**Texte du document**
= = =

Les Rendez-Vous de l’Erdre

Dernier événement de l’été nantais avant la rentrée scolaire, les Rendez-Vous de l’Erdre sont une fête musicale et nautique, avec une centaine de concerts et plus de deux cents bateaux de toutes sortes rassemblés sur l’Erdre. Il faut y associer le train puisque pour la première fois les villes de l’Erdre participant au festival sont reliées par le tram-train inauguré en février dernier, avec animation musicale dans les wagons, notamment par Cyril Trochu au piano.

L’inauguration musicale et fluviale a lieu le jeudi à Nort-sur-Erdre. Nous y arrivons en même temps que les bateaux et pour la fin du concert des Millimeters, groupe instrumental dédié au répertoire des Meters. Pas facile de chauffer un espace ouvert et venté mais le son chaleureux et la sincérité du groupe nous mettent en mouvement. C’est au pied de la grande scène que Philippe Audic, Président du festival, ouvre l’édition 2014. Les bateaux sont dans le bassin, les badauds sont autour, les stands de nourriture tournent à plein, les spectateurs se rassemblent, terrain idéal pour les Sand Sisters, trio vocal résolument posté sur le créneau “Andrew Sisters”, dont le répertoire est repris avec enthousiasme, mélangé à d’autres succès de Glenn Miller. Une section de cuivres donnerait encore plus de puissance et d’attrait. À noter la présence de l’excellent Gabor Turi à la batterie. En clôture, le Redstar Orkestar envoie un set de cuivres et tambours quelque part entre l’époque “indé” et les fanfares si populaires en Serbie. Normalement ça dégage fort mais la sonorisation hésitante empêche d’en profiter pleinement. À revoir vite.

= = =

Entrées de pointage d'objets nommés

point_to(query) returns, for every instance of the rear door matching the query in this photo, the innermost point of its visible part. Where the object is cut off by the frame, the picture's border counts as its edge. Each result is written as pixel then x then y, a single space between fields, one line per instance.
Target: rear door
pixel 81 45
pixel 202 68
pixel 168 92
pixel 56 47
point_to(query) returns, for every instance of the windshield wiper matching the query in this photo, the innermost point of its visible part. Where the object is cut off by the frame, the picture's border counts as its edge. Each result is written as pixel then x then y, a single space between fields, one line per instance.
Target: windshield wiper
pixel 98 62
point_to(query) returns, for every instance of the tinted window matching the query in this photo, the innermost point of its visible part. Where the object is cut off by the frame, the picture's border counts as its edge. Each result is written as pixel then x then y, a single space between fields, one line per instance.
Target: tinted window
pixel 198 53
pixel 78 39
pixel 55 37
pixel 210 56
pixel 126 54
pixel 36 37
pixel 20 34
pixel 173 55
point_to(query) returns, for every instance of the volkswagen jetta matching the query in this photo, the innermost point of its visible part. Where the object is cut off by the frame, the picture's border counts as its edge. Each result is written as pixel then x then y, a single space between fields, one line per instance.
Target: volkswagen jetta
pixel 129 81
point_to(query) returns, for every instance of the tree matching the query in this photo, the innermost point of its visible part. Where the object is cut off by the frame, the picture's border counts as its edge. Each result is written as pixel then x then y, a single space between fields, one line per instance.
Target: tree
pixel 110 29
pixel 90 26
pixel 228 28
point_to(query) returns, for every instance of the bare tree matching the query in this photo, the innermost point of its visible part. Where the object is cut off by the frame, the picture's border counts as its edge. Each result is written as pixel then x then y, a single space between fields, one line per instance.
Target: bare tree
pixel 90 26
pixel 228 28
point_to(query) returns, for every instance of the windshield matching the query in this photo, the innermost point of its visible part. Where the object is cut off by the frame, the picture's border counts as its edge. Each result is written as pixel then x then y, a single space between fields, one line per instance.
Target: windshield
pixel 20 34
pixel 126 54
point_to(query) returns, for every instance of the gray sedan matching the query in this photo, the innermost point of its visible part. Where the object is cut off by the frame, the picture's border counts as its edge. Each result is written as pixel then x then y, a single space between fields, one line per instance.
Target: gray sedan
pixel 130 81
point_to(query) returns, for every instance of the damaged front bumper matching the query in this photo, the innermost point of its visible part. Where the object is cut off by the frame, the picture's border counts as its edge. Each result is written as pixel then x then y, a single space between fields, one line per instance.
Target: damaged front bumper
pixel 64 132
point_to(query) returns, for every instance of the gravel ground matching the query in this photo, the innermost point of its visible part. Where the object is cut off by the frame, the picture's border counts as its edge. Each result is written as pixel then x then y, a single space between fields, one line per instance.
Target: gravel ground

= = =

**Consigne**
Reproduisez le passage du texte sur les Rendez-Vous de l'Erdre compris entre « Dernier événement de » et « Trochu au piano. », bornes incluses, en substituant « spectacles » à « concerts ».

**Réponse proposée**
Dernier événement de l’été nantais avant la rentrée scolaire, les Rendez-Vous de l’Erdre sont une fête musicale et nautique, avec une centaine de spectacles et plus de deux cents bateaux de toutes sortes rassemblés sur l’Erdre. Il faut y associer le train puisque pour la première fois les villes de l’Erdre participant au festival sont reliées par le tram-train inauguré en février dernier, avec animation musicale dans les wagons, notamment par Cyril Trochu au piano.